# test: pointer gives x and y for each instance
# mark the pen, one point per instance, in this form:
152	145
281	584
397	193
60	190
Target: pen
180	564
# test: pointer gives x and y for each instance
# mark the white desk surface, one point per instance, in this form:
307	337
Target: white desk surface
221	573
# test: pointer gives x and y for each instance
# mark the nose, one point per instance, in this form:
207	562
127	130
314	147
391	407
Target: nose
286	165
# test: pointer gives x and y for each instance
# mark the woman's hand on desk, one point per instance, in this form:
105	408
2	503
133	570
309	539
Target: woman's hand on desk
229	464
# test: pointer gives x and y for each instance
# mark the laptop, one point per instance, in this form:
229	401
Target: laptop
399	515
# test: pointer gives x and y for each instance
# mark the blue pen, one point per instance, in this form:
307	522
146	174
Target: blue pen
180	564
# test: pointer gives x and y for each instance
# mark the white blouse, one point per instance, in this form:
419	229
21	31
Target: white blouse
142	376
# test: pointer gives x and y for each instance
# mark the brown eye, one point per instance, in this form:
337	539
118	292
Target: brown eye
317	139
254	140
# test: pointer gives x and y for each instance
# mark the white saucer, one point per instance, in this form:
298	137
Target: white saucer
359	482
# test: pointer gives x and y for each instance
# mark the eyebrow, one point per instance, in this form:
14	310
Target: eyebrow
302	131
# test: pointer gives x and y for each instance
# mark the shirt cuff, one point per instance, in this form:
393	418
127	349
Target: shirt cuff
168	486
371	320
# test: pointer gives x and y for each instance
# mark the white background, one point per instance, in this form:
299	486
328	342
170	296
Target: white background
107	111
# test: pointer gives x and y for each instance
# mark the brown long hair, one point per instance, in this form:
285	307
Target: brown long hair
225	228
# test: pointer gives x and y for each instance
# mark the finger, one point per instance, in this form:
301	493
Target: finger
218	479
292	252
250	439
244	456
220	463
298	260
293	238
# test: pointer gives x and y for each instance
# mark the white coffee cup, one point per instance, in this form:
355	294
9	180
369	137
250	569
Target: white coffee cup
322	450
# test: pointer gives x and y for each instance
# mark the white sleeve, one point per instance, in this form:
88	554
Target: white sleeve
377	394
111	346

**TO BE DONE**
Print back all the lines verbatim.

**ANSWER**
# test: pointer gives x and y for each instance
# mark the pen, one point per instance, in this form:
152	145
281	584
397	193
60	190
Target: pen
180	564
# test: pointer gives x and y for each instance
# mark the white desk surface, one point per instance, in this form:
307	337
Target: white desk surface
221	573
# test: pointer gives x and y for each instance
# mark the nose, one point per instance, in this form:
207	562
127	130
314	147
391	407
Target: nose
286	165
# test: pointer gives x and y for each instance
# mark the woman's hand on desk, one point per instance, in this form:
105	408
2	503
133	570
309	539
Target: woman's hand on desk
229	464
# test: pointer gives x and y for each instance
# mark the laptop, one point per instance, in this form:
229	401
Target: laptop
399	515
# test: pointer gives x and y for each instance
# mark the blue pen, one point per instance, in this form:
307	522
146	174
Target: blue pen
180	564
# test: pointer gives x and y for each instance
# mark the white blouse, one point per instance, in this form:
419	229
21	31
Target: white blouse
142	376
# test: pointer gives x and y for each instance
# mark the brown eye, one point per instance, in this form:
337	539
118	292
Target: brown eye
317	139
254	140
# test: pointer gives x and y for each instance
# mark the white saucer, one point per instance, in this form:
298	137
Target: white saucer
359	482
# test: pointer gives x and y for each instance
# mark the eyebrow, one point per instance, in this form:
14	310
Target: eyebrow
302	131
# test: pointer gives x and y for each instance
# mark the shirt cuff, one point per instance, in this form:
393	418
127	349
Target: shirt cuff
168	486
371	320
# test: pointer gives x and y for each instance
# mark the white background, one point per instance, in this form:
299	486
328	342
170	296
Target: white background
107	111
# test: pointer gives x and y for each instance
# mark the brown long hair, one point per instance, in this form:
285	307
Target: brown long hair
225	228
# test: pointer gives x and y for each instance
# mark the finger, one point per instance, in this form:
301	493
Target: finger
218	479
292	252
250	439
244	456
220	463
298	260
293	238
# test: pointer gives x and y for each instance
# mark the white coffee cup, one point per instance, in this form:
355	294
9	180
369	137
250	569
Target: white coffee cup
322	450
# test: pointer gives x and y for each instance
# mark the white sleeve, one point per instance, in this form:
88	554
Target: white sleeve
377	394
111	346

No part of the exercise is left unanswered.